◆ **To be done**
Extract every line of the material below that contains the word "person". Matching is case-sensitive.
** Start of Listed records **
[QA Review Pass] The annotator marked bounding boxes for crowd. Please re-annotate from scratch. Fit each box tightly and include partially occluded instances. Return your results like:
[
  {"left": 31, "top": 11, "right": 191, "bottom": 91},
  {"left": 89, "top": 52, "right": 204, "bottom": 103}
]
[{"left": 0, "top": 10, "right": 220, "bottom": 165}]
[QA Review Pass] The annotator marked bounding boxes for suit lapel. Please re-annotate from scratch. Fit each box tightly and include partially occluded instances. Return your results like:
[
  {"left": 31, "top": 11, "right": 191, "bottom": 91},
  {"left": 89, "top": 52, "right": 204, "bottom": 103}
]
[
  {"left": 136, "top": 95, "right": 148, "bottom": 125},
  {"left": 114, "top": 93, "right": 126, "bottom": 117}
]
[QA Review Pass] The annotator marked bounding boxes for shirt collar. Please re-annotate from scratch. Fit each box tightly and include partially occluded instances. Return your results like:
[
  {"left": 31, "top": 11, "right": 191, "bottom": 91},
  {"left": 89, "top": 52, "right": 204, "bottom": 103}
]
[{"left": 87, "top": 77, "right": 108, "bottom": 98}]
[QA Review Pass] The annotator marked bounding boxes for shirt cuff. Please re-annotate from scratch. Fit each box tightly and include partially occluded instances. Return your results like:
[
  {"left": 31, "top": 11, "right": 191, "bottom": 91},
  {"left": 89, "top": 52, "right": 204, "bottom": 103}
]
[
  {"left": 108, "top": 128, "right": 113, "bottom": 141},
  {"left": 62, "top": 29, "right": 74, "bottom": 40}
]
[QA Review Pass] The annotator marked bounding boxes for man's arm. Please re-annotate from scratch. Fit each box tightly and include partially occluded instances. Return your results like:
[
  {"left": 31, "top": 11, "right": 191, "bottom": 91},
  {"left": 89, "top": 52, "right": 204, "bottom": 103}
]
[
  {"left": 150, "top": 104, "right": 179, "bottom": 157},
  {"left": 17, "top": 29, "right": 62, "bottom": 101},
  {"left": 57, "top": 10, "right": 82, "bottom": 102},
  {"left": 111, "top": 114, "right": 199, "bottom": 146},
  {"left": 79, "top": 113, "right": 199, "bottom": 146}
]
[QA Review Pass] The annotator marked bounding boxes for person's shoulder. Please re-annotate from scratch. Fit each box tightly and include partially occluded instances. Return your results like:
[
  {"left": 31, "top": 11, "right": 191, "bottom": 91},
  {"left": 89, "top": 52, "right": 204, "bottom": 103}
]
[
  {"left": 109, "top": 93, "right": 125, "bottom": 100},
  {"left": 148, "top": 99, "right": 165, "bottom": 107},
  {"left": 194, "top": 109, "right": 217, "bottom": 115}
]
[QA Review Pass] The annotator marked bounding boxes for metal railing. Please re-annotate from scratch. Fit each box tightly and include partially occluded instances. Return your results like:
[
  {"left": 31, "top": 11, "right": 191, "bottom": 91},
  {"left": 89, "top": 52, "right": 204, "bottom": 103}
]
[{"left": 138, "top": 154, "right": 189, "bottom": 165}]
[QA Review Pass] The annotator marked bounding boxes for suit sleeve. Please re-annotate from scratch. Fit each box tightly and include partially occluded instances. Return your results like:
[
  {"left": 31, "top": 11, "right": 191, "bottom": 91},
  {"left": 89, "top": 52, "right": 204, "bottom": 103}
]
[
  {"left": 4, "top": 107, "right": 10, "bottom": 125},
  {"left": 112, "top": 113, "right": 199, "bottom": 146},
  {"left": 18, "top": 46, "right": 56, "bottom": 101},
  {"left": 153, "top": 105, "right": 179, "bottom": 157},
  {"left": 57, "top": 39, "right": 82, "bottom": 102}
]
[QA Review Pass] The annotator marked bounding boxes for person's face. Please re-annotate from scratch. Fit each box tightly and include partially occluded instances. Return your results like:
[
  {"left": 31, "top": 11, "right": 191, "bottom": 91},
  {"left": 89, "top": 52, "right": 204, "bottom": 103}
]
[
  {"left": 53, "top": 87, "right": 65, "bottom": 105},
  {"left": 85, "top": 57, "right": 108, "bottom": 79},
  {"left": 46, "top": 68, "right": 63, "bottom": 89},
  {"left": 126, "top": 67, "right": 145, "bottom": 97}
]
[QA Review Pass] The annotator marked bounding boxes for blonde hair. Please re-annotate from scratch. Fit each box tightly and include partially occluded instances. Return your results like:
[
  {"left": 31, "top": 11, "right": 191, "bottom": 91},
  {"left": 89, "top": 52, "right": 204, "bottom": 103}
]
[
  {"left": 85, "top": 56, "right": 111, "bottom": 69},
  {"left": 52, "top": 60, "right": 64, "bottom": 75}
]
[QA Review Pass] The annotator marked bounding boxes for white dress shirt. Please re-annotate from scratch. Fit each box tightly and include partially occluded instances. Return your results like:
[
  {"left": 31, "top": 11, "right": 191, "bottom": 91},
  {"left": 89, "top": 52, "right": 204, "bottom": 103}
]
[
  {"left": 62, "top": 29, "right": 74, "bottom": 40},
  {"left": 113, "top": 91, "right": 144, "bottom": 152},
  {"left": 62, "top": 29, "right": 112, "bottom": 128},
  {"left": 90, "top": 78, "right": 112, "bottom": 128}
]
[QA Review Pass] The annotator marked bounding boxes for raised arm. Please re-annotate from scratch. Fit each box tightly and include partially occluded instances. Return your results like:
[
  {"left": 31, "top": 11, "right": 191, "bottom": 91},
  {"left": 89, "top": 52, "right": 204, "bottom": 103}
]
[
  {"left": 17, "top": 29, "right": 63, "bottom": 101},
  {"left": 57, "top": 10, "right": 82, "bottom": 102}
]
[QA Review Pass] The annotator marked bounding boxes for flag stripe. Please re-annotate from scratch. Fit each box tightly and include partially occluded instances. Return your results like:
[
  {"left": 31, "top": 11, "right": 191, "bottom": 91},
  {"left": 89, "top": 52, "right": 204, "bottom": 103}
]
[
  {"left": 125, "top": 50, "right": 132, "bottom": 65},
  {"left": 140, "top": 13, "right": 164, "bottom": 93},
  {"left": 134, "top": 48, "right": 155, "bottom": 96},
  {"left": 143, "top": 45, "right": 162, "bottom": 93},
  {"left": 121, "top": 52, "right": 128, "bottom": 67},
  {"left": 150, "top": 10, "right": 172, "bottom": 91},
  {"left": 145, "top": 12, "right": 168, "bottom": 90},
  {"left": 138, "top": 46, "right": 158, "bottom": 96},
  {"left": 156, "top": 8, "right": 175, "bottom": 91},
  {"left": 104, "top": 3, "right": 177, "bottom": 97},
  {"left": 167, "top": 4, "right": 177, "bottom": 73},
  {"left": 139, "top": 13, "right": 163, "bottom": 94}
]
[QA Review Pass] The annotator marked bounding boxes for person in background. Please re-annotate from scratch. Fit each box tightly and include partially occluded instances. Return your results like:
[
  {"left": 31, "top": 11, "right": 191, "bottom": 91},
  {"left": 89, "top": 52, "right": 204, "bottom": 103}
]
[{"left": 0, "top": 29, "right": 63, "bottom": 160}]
** End of Listed records **
◆ **Answer below**
[QA Review Pass] The annotator marked bounding boxes for person's shoulder. Please re-annotate from scratch. Fit each box tightly and include partially occluded instances. Return your results like:
[QA Review Pass] The annotator marked bounding boxes for person's face. Please re-annotate from scratch. Fit each box tightly and include partially occluded instances. Return your results like:
[QA Review Pass] The annotator marked bounding boxes for person in background. Please re-annotate from scratch. Fit each box tightly and include partially occluded instances. Return your results like:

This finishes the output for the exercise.